— START OF TASK INPUTS —

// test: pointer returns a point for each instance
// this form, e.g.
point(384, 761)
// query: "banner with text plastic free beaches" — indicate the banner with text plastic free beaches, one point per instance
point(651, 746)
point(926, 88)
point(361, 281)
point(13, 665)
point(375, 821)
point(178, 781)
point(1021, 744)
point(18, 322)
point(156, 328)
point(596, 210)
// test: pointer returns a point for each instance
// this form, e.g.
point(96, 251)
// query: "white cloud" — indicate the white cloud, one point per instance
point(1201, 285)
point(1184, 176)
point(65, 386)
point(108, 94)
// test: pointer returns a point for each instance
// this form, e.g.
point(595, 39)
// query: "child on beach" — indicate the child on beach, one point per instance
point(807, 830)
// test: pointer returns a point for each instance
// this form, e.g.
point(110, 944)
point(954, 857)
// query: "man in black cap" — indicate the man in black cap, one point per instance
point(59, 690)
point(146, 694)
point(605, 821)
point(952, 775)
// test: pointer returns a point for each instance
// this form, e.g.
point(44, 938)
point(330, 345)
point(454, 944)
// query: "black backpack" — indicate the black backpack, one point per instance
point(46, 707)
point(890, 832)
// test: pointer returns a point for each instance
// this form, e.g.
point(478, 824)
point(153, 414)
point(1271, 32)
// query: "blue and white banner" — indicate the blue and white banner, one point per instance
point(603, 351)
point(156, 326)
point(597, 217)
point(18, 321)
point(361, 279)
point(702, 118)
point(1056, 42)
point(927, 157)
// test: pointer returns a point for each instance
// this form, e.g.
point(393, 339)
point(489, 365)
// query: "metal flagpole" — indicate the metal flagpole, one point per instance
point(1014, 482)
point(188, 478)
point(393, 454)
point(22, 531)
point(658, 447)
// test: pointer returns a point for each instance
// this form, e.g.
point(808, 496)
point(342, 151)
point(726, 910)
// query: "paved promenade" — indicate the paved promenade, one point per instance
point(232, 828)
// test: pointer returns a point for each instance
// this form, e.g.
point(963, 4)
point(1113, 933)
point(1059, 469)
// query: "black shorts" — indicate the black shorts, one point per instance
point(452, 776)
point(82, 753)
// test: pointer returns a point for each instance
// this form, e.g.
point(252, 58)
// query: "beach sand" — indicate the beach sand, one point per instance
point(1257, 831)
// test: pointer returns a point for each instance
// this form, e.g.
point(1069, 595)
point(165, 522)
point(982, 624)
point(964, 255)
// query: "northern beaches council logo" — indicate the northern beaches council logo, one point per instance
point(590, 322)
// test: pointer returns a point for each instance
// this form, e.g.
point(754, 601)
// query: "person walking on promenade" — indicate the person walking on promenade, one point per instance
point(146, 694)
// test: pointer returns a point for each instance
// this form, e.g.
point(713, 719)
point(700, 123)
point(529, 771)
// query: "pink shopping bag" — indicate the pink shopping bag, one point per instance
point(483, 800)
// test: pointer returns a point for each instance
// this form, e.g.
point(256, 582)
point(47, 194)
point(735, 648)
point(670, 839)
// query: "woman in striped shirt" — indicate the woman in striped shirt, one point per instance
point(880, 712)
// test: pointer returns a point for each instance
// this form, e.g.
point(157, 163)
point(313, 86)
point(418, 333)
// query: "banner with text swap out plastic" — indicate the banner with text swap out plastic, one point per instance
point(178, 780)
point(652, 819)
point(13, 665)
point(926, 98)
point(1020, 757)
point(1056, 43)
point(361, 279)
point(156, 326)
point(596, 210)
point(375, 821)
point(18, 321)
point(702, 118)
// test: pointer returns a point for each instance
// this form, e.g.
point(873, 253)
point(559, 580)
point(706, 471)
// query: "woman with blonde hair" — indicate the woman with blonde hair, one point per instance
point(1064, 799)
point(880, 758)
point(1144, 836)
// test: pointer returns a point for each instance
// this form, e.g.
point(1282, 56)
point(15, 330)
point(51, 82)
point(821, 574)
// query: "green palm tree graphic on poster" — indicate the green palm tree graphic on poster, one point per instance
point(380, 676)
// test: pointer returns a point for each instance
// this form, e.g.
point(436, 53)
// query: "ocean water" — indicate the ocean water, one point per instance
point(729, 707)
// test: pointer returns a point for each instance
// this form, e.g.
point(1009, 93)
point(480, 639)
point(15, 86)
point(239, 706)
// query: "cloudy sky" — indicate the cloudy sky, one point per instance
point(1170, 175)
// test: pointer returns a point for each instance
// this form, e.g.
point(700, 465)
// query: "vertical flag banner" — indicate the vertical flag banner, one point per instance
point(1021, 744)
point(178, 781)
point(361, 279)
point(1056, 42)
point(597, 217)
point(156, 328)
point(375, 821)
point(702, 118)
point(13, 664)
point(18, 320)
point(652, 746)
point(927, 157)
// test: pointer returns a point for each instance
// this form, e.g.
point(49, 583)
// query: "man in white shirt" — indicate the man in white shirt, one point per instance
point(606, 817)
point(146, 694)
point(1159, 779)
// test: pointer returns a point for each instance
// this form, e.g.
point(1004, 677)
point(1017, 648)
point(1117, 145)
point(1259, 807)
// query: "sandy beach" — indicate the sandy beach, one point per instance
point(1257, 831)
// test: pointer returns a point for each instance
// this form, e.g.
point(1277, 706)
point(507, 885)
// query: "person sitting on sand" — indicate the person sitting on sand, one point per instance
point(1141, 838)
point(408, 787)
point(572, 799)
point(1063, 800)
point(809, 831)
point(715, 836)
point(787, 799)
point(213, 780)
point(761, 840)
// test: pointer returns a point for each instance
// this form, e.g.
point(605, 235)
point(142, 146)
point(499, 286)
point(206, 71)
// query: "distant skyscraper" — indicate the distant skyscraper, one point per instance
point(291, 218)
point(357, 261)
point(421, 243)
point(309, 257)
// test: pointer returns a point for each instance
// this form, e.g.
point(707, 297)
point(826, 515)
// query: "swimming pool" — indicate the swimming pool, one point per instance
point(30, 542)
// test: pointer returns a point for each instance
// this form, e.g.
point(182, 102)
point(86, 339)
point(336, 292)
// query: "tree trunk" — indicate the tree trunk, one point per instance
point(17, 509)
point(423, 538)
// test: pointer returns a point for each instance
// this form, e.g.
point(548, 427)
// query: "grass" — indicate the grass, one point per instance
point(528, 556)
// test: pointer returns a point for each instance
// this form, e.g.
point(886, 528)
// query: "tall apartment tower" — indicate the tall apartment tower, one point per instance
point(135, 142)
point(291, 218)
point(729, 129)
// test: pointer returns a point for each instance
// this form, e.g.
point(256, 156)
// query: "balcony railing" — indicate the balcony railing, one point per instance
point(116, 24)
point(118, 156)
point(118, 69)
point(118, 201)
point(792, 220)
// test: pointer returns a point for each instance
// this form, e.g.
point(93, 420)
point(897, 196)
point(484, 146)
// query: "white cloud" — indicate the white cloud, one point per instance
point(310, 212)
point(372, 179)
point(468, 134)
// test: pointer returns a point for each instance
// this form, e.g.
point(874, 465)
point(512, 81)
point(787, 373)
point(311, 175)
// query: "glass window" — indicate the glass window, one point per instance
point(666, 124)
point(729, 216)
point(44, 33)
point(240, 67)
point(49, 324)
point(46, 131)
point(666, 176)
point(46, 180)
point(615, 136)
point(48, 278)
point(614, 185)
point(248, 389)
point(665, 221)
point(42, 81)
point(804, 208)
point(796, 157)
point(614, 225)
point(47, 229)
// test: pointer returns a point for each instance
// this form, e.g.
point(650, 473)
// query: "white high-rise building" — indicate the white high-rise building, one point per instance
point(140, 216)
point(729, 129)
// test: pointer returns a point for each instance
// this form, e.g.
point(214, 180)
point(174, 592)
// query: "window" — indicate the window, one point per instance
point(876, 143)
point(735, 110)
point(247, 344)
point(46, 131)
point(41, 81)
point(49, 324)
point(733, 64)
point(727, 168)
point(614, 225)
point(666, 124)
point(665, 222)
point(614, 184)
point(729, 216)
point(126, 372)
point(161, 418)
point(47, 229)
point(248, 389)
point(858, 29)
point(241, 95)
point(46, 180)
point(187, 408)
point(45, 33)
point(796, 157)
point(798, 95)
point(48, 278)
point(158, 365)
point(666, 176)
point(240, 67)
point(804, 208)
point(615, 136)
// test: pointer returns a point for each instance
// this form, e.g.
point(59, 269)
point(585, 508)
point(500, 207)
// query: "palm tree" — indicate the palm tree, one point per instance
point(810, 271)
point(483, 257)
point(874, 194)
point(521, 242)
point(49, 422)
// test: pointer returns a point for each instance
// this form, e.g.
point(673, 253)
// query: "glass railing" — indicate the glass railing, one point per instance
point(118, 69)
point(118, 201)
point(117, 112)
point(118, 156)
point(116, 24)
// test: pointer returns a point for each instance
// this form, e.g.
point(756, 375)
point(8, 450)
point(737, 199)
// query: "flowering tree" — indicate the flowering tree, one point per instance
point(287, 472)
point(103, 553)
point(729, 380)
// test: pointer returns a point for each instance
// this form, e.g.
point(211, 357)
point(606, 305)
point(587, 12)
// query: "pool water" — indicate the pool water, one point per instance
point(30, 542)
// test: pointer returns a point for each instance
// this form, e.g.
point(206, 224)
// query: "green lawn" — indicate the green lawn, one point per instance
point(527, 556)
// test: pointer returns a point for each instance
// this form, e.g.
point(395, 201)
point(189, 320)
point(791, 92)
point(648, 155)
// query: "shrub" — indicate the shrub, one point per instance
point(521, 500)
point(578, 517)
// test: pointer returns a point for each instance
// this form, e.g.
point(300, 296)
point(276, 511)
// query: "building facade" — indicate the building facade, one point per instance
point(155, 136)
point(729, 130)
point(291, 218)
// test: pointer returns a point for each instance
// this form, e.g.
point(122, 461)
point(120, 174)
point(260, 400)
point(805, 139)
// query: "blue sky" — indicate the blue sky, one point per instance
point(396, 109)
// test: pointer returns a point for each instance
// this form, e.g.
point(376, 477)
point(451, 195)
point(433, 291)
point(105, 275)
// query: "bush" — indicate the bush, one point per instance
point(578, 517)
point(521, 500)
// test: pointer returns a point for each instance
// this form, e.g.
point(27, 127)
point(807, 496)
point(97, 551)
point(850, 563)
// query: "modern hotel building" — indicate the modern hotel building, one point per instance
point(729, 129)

— END OF TASK INPUTS —

:: AIM ::
Copy out the rows above word for word, starting at the first line and ending with the line that contains "point(108, 94)", both included.

:: FINISHED EXERCISE ::
// test: pointer returns a point for each instance
// this form, e.g.
point(384, 761)
// query: "banner with text plastic free beaches" — indicate the banner with text plastic free beaches, one point per instance
point(651, 746)
point(926, 88)
point(361, 281)
point(13, 665)
point(375, 821)
point(178, 781)
point(1021, 744)
point(18, 322)
point(156, 328)
point(596, 210)
// test: pointer returns a point for each instance
// this form, e.g.
point(96, 251)
// query: "white cloud" — indicate the white cloud, one point per instance
point(1201, 285)
point(1184, 176)
point(65, 386)
point(108, 94)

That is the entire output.